* **To be done**
Copy the stretch of data from its start through the line containing "0 0 1024 33", requests included. In each answer line, adjust every bounding box coordinate by -123.

══ Exercise material

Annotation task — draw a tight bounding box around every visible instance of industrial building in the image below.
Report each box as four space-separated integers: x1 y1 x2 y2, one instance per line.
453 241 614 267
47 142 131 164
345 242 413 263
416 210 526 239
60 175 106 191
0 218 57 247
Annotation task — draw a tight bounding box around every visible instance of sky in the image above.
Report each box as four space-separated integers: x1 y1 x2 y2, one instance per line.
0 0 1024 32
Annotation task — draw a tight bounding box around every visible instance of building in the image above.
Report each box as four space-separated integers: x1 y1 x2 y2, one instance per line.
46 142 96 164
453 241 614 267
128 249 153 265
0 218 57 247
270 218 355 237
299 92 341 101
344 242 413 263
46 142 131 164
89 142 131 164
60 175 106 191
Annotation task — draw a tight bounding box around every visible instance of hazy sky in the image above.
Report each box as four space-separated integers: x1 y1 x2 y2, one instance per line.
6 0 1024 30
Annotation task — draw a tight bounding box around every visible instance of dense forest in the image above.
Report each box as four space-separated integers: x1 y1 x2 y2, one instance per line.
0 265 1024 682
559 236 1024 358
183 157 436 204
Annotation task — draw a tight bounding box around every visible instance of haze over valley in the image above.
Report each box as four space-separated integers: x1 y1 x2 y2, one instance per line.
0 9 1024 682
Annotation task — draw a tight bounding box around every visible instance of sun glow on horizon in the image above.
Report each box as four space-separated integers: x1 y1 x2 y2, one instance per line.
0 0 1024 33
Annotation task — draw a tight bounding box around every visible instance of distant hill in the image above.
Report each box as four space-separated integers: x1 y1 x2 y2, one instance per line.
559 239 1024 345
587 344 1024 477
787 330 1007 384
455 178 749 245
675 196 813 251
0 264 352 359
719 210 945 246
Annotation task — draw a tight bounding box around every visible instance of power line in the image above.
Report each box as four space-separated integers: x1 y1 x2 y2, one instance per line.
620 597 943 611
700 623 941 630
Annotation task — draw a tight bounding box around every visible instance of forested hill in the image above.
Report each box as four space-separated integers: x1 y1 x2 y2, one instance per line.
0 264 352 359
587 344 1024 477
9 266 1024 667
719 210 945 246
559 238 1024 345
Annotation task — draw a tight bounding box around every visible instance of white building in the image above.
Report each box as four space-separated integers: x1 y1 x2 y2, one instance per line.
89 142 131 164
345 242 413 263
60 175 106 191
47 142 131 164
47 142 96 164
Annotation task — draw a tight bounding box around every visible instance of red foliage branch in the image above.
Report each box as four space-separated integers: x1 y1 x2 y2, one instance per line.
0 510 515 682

════

* **Full response**
Annotation task — draw a tight bounding box around every visible instance of industrial building in the image below.
Report each box as four space-separated integers: x1 y1 x2 y2, one instance per line.
330 118 491 144
-76 19 8 41
222 119 290 140
293 87 403 116
-63 52 -17 68
-123 95 -66 124
Annotation task — draw a tight bounding box around every visible instance of sky in the image above.
Report each box as four space-separated integers: x1 y1 x2 y2, one instance per line.
-123 -123 901 -91
Annotation task — draw a tight bounding box around every visible instance of building in the image above.
Report each box as four space-separated integers: x1 y1 x2 y2, one instance per line.
-77 19 -27 41
330 118 491 144
5 126 30 142
-123 95 -66 124
147 95 232 114
176 -31 218 -22
221 119 290 140
-77 19 8 41
-34 19 8 41
-63 52 -17 68
Annotation task — draw a tight bounding box around every visible instance of hazy sky in the image above.
Report each box as four space-separated integers: x1 y1 x2 y2, one instance per line.
-117 -123 901 -93
Annotation task — draw a tight bounding box around every visible instance of dense forest in the image above.
Report each box as four space-separated integers: x1 y1 x2 y2, one instance per line.
-123 142 901 559
436 113 901 235
60 34 313 81
Annotation task — draw a tight bounding box around every visible instance of haze over valley in the image above.
Report each box as four space-separated integers: x1 y1 x2 y2, one instance per line.
-123 -114 901 559
Annotation task — draw a tight bounding box around every visible instance of sun glow on horizon in the image above.
Report each box as four space-separated integers: x1 y1 x2 y2, one instance per line.
-123 -123 901 -90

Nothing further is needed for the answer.